-- Start --

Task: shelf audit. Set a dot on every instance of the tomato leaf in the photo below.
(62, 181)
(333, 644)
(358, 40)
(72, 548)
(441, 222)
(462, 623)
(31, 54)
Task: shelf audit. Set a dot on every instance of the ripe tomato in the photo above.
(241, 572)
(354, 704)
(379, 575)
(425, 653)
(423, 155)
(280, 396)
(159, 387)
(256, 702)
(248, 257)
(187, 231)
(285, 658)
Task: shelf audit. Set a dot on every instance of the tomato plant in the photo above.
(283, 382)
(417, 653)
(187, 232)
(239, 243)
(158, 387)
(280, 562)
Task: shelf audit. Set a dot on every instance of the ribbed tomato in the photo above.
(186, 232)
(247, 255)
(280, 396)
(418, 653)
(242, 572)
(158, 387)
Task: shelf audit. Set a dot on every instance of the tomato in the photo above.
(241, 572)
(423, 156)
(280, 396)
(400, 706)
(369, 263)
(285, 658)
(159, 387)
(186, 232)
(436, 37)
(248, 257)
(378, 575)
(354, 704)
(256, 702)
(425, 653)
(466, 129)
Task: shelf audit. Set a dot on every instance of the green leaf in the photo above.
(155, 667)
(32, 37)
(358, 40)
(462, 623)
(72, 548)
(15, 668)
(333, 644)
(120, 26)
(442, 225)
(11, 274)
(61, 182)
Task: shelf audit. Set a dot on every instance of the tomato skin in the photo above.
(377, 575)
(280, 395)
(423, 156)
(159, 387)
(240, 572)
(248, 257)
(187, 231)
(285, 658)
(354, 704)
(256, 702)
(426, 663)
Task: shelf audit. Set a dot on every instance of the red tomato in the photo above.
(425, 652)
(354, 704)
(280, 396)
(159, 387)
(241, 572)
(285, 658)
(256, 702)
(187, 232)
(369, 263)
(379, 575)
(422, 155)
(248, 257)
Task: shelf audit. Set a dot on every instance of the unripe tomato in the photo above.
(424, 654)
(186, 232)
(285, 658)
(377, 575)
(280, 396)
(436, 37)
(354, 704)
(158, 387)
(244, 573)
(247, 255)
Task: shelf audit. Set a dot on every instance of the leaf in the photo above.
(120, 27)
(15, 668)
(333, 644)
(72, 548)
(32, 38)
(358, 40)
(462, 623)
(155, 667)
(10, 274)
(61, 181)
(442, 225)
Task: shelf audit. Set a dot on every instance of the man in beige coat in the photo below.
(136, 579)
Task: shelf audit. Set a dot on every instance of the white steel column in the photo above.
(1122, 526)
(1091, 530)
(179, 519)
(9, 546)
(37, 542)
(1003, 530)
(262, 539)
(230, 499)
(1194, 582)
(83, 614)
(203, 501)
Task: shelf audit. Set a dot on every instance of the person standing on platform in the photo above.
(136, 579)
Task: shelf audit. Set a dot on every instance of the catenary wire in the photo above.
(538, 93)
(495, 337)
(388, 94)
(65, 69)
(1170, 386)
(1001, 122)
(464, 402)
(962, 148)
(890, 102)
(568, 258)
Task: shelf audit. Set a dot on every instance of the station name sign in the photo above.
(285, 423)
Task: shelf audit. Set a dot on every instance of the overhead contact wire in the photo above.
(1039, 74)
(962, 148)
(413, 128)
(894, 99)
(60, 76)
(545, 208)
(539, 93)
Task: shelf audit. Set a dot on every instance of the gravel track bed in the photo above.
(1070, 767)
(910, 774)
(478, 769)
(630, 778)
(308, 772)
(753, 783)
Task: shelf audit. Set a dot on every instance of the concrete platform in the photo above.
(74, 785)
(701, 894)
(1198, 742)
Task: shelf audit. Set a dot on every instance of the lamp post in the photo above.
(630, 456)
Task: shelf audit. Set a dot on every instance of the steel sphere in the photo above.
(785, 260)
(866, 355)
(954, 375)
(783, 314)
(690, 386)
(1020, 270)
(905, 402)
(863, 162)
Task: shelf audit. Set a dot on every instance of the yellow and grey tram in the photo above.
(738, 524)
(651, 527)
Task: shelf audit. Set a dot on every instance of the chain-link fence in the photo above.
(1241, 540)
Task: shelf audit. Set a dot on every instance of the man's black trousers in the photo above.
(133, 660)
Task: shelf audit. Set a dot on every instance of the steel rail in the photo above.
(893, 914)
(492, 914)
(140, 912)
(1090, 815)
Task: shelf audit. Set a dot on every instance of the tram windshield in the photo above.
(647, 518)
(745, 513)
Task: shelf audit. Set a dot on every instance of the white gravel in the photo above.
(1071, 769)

-- End --

WRITTEN REQUEST: Format all the data above as a Markdown table with the columns Row and Entry. Put one line in each row with its number, and skip blank lines.

EXPECTED OUTPUT:
| Row | Entry |
|---|---|
| 1 | Task: shelf audit. Set a dot on every instance of the tomato leaf in the photo below. |
| 2 | (62, 181) |
| 3 | (333, 644) |
| 4 | (358, 40) |
| 5 | (72, 548) |
| 6 | (441, 222) |
| 7 | (462, 623) |
| 8 | (31, 54) |
| 9 | Task: shelf audit. Set a dot on every instance of the ripe tomato in the photo above. |
| 10 | (241, 572) |
| 11 | (354, 704) |
| 12 | (379, 575) |
| 13 | (425, 653) |
| 14 | (423, 155) |
| 15 | (280, 396) |
| 16 | (159, 387) |
| 17 | (256, 702) |
| 18 | (248, 257) |
| 19 | (187, 231) |
| 20 | (285, 658) |
| 21 | Task: shelf audit. Set a dot on every instance of the tomato plant in the photo above. |
| 22 | (283, 382) |
| 23 | (417, 653) |
| 24 | (187, 232) |
| 25 | (239, 243) |
| 26 | (158, 387) |
| 27 | (280, 562) |
| 28 | Task: shelf audit. Set a dot on every instance of the ribbed tomato in the photo above. |
| 29 | (186, 232) |
| 30 | (247, 255) |
| 31 | (280, 396) |
| 32 | (418, 653) |
| 33 | (242, 572) |
| 34 | (158, 387) |
| 35 | Task: shelf audit. Set a dot on every instance of the tomato in the photo above. |
| 36 | (241, 572) |
| 37 | (423, 156) |
| 38 | (280, 396) |
| 39 | (400, 706) |
| 40 | (369, 263) |
| 41 | (285, 658) |
| 42 | (159, 387) |
| 43 | (186, 232) |
| 44 | (436, 37) |
| 45 | (248, 257) |
| 46 | (378, 575) |
| 47 | (354, 704) |
| 48 | (256, 702) |
| 49 | (425, 653) |
| 50 | (466, 129) |
| 51 | Task: shelf audit. Set a dot on every instance of the green leaf in the photo above. |
| 52 | (155, 667) |
| 53 | (32, 37) |
| 54 | (358, 40) |
| 55 | (462, 623) |
| 56 | (72, 548) |
| 57 | (15, 668) |
| 58 | (333, 644) |
| 59 | (120, 26) |
| 60 | (442, 225) |
| 61 | (11, 274) |
| 62 | (61, 182) |
| 63 | Task: shelf audit. Set a dot on every instance of the tomato skin in the photo above. |
| 64 | (377, 575) |
| 65 | (280, 395) |
| 66 | (423, 156) |
| 67 | (159, 387) |
| 68 | (240, 572) |
| 69 | (248, 257) |
| 70 | (187, 231) |
| 71 | (285, 658) |
| 72 | (354, 704) |
| 73 | (256, 702) |
| 74 | (426, 663) |
| 75 | Task: shelf audit. Set a dot on every instance of the red tomato in the photo above. |
| 76 | (425, 652) |
| 77 | (354, 704) |
| 78 | (280, 396) |
| 79 | (159, 387) |
| 80 | (241, 572) |
| 81 | (285, 658) |
| 82 | (256, 702) |
| 83 | (187, 232) |
| 84 | (369, 263) |
| 85 | (379, 575) |
| 86 | (422, 155) |
| 87 | (248, 257) |
| 88 | Task: shelf audit. Set a dot on every instance of the unripe tomato in the photo above. |
| 89 | (424, 654) |
| 90 | (186, 232) |
| 91 | (285, 658) |
| 92 | (377, 575) |
| 93 | (280, 396) |
| 94 | (436, 37) |
| 95 | (354, 704) |
| 96 | (158, 387) |
| 97 | (244, 573) |
| 98 | (247, 255) |
| 99 | Task: shelf audit. Set a dot on every instance of the leaf in the photo above. |
| 100 | (120, 27) |
| 101 | (15, 668) |
| 102 | (333, 644) |
| 103 | (72, 548) |
| 104 | (32, 38) |
| 105 | (358, 40) |
| 106 | (462, 623) |
| 107 | (155, 667) |
| 108 | (10, 274) |
| 109 | (61, 181) |
| 110 | (442, 225) |
| 111 | Task: shelf audit. Set a dot on every instance of the man in beige coat in the photo below. |
| 112 | (136, 579) |
| 113 | Task: shelf audit. Set a dot on every instance of the white steel column in the photo above. |
| 114 | (1122, 526) |
| 115 | (1091, 530) |
| 116 | (179, 519) |
| 117 | (9, 546) |
| 118 | (37, 542) |
| 119 | (1003, 530) |
| 120 | (262, 539) |
| 121 | (230, 499) |
| 122 | (1194, 582) |
| 123 | (83, 614) |
| 124 | (203, 501) |
| 125 | Task: shelf audit. Set a dot on every instance of the person standing on platform in the photo above. |
| 126 | (136, 579) |
| 127 | Task: shelf audit. Set a dot on every instance of the catenary wire in the photo above. |
| 128 | (538, 93) |
| 129 | (495, 337) |
| 130 | (388, 94) |
| 131 | (65, 69) |
| 132 | (1170, 386) |
| 133 | (1001, 122) |
| 134 | (464, 402) |
| 135 | (962, 148) |
| 136 | (890, 102) |
| 137 | (568, 258) |
| 138 | Task: shelf audit. Set a dot on every instance of the station name sign in the photo above. |
| 139 | (285, 423) |
| 140 | Task: shelf audit. Set a dot on every instance of the overhead contact wire in the photo above. |
| 141 | (1039, 74) |
| 142 | (962, 148) |
| 143 | (413, 128) |
| 144 | (894, 99) |
| 145 | (60, 76) |
| 146 | (545, 208) |
| 147 | (539, 93) |
| 148 | Task: shelf audit. Set a dot on every instance of the gravel track bed in the photo above. |
| 149 | (1070, 767) |
| 150 | (910, 774) |
| 151 | (478, 769) |
| 152 | (630, 778) |
| 153 | (308, 772) |
| 154 | (753, 783) |
| 155 | Task: shelf audit. Set a dot on every instance of the concrete platform in the photo above. |
| 156 | (74, 785) |
| 157 | (701, 894) |
| 158 | (1198, 742) |
| 159 | Task: shelf audit. Set a dot on every instance of the lamp post in the photo above. |
| 160 | (630, 456) |
| 161 | Task: shelf audit. Set a dot on every instance of the steel sphere in the photo above. |
| 162 | (785, 260) |
| 163 | (866, 355) |
| 164 | (954, 375) |
| 165 | (783, 314) |
| 166 | (690, 386) |
| 167 | (1020, 270) |
| 168 | (905, 402) |
| 169 | (863, 162) |
| 170 | Task: shelf audit. Set a dot on every instance of the yellow and grey tram in the photo above. |
| 171 | (738, 524) |
| 172 | (651, 527) |
| 173 | Task: shelf audit. Set a dot on every instance of the chain-link fence in the photo above. |
| 174 | (1241, 540) |
| 175 | Task: shelf audit. Set a dot on every instance of the man's black trousers in the photo above. |
| 176 | (133, 660) |
| 177 | Task: shelf audit. Set a dot on every instance of the steel rail in the photo above. |
| 178 | (893, 914) |
| 179 | (492, 914) |
| 180 | (140, 912) |
| 181 | (1090, 815) |
| 182 | Task: shelf audit. Set a dot on every instance of the tram windshield in the photo above. |
| 183 | (647, 518) |
| 184 | (745, 513) |
| 185 | Task: shelf audit. Set a dot on every instance of the white gravel in the photo above. |
| 186 | (1071, 769) |